Data for analysis
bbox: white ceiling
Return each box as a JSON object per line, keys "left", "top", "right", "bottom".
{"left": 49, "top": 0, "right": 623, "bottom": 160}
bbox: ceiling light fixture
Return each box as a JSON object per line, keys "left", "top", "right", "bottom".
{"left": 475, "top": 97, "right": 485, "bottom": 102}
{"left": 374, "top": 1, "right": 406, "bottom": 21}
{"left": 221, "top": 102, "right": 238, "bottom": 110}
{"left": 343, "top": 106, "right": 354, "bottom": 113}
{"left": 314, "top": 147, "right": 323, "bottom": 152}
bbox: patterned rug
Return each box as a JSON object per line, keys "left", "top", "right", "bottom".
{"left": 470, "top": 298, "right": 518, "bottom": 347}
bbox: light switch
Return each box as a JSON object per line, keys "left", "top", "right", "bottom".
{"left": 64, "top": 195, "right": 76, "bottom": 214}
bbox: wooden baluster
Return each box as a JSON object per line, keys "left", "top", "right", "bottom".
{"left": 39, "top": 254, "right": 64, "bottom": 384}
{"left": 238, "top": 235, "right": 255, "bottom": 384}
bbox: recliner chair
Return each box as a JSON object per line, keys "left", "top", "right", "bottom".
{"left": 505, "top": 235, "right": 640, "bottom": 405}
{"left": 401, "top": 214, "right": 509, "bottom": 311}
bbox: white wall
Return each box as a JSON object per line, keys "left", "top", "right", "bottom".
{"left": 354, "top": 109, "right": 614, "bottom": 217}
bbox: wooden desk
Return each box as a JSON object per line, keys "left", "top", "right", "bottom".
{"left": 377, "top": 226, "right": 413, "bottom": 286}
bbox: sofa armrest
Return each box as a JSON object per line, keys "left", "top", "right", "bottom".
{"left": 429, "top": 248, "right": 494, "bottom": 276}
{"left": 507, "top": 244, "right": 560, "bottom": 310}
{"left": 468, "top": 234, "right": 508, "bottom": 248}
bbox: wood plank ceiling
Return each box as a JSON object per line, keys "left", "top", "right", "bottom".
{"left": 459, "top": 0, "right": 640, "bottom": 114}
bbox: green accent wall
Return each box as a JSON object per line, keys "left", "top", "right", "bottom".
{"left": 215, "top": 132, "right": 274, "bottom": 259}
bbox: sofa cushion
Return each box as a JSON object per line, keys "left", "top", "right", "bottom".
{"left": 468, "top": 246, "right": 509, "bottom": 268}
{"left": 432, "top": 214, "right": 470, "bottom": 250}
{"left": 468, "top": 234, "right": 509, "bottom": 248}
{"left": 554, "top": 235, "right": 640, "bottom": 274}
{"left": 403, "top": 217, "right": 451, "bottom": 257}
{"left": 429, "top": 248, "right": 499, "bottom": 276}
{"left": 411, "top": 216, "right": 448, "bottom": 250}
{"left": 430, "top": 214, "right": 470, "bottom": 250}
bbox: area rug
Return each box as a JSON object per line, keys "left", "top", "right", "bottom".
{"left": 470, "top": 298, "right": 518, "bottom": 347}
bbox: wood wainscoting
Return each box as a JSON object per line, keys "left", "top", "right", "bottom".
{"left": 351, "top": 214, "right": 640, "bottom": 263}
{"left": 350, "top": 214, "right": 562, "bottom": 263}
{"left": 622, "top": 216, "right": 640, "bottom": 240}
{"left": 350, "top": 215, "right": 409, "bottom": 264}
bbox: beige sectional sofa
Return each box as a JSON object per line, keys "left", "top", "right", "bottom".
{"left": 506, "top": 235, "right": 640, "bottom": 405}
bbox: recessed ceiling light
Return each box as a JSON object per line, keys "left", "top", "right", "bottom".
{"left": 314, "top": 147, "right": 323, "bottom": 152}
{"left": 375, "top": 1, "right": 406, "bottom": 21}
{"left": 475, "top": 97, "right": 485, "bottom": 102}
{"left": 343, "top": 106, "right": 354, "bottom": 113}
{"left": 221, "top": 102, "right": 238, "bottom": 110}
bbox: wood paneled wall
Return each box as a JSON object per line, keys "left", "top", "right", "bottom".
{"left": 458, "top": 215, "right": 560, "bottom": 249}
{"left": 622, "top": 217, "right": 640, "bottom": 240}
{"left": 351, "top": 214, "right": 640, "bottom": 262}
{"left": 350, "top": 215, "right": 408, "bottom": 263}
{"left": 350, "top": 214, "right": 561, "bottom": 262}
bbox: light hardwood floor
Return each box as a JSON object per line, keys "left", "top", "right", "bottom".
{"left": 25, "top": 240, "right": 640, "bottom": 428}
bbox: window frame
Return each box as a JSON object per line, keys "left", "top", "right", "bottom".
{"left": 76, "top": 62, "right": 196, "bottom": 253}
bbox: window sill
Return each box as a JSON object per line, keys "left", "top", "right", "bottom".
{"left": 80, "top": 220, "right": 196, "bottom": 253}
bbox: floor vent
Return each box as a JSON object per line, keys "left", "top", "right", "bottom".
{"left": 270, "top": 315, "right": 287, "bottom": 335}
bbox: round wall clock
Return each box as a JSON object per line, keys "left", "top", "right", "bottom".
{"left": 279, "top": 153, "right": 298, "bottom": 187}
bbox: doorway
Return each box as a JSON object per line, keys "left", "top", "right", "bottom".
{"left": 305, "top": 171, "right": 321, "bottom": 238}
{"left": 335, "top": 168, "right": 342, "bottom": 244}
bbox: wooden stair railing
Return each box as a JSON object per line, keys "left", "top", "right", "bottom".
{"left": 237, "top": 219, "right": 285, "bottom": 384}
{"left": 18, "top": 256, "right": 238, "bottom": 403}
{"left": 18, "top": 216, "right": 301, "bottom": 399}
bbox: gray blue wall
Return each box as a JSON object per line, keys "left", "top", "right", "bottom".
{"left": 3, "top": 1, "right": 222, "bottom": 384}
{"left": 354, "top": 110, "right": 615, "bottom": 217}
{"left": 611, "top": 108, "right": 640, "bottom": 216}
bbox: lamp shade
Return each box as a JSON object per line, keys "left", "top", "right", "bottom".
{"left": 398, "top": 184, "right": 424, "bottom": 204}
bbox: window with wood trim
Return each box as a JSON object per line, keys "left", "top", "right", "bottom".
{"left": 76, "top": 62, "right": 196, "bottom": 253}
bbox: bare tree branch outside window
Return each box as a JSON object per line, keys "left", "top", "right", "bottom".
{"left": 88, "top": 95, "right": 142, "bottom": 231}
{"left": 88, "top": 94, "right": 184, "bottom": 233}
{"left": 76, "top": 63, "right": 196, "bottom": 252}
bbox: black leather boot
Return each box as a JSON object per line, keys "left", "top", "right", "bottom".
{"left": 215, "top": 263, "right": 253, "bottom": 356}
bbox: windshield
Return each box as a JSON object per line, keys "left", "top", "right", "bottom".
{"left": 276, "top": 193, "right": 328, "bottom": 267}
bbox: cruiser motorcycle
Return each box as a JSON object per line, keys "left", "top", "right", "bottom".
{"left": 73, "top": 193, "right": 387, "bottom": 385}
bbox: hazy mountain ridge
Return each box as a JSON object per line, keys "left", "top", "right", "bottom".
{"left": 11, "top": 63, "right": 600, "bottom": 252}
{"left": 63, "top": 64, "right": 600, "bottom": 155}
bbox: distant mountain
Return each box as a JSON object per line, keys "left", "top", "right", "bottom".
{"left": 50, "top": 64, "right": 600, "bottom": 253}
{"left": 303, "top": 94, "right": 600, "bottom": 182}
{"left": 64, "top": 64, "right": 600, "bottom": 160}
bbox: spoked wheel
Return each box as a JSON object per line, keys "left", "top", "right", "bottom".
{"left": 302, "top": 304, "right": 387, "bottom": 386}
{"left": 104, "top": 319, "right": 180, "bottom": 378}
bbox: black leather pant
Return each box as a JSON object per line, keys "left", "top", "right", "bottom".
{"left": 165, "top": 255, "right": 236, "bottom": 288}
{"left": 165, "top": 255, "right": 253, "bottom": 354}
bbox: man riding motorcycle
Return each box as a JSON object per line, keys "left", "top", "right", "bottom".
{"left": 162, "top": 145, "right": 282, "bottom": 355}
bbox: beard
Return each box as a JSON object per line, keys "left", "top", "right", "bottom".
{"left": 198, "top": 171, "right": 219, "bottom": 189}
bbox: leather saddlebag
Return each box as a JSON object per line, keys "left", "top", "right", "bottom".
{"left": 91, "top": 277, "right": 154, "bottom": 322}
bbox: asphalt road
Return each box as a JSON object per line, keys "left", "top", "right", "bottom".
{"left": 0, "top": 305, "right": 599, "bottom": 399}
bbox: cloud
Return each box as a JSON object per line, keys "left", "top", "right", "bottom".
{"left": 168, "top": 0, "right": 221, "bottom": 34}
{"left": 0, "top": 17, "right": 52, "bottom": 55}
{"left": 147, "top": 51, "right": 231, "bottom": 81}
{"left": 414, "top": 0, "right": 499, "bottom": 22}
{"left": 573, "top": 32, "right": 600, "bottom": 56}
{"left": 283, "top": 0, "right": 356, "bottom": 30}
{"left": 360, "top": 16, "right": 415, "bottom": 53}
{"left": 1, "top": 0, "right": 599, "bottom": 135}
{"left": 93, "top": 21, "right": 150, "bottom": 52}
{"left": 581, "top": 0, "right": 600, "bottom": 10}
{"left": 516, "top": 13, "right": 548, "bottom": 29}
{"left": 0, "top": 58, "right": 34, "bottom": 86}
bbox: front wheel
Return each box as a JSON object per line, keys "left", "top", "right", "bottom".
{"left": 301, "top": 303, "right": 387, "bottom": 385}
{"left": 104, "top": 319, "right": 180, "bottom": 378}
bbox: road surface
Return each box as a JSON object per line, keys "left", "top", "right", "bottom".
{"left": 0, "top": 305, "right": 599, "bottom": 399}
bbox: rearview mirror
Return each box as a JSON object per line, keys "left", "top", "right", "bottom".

What you need to do
What you give back should be exactly the lines of the data above from the line with "bbox: spoked wheel" through the line with "bbox: front wheel", both of those included, and nothing more.

Output
bbox: spoked wheel
Return each box as a JSON object per line, keys "left", "top", "right", "bottom".
{"left": 302, "top": 304, "right": 387, "bottom": 386}
{"left": 104, "top": 319, "right": 180, "bottom": 378}
bbox: black leather pant
Return each box as a JSON object per line, keys "left", "top", "right", "bottom".
{"left": 165, "top": 255, "right": 236, "bottom": 288}
{"left": 165, "top": 255, "right": 253, "bottom": 354}
bbox: man riding motorcycle
Return each box as a JSON object per line, keys "left", "top", "right", "bottom".
{"left": 162, "top": 145, "right": 282, "bottom": 355}
bbox: beard
Return each box as a JSON object per line, keys "left", "top", "right", "bottom".
{"left": 198, "top": 171, "right": 219, "bottom": 189}
bbox: leather saddlebag
Return each box as a JSON object per line, keys "left", "top", "right", "bottom".
{"left": 91, "top": 277, "right": 154, "bottom": 322}
bbox: asphalt road
Return each box as a JSON object per line, keys "left", "top", "right", "bottom".
{"left": 0, "top": 305, "right": 599, "bottom": 399}
bbox: cloud
Return each box as a JSON object per line, keys "left", "top", "right", "bottom".
{"left": 168, "top": 0, "right": 221, "bottom": 34}
{"left": 0, "top": 17, "right": 52, "bottom": 55}
{"left": 147, "top": 51, "right": 231, "bottom": 81}
{"left": 414, "top": 0, "right": 499, "bottom": 22}
{"left": 573, "top": 32, "right": 600, "bottom": 56}
{"left": 283, "top": 0, "right": 356, "bottom": 30}
{"left": 360, "top": 16, "right": 415, "bottom": 53}
{"left": 1, "top": 0, "right": 599, "bottom": 135}
{"left": 93, "top": 21, "right": 150, "bottom": 52}
{"left": 581, "top": 0, "right": 600, "bottom": 10}
{"left": 516, "top": 13, "right": 548, "bottom": 29}
{"left": 0, "top": 58, "right": 34, "bottom": 86}
bbox: front wheel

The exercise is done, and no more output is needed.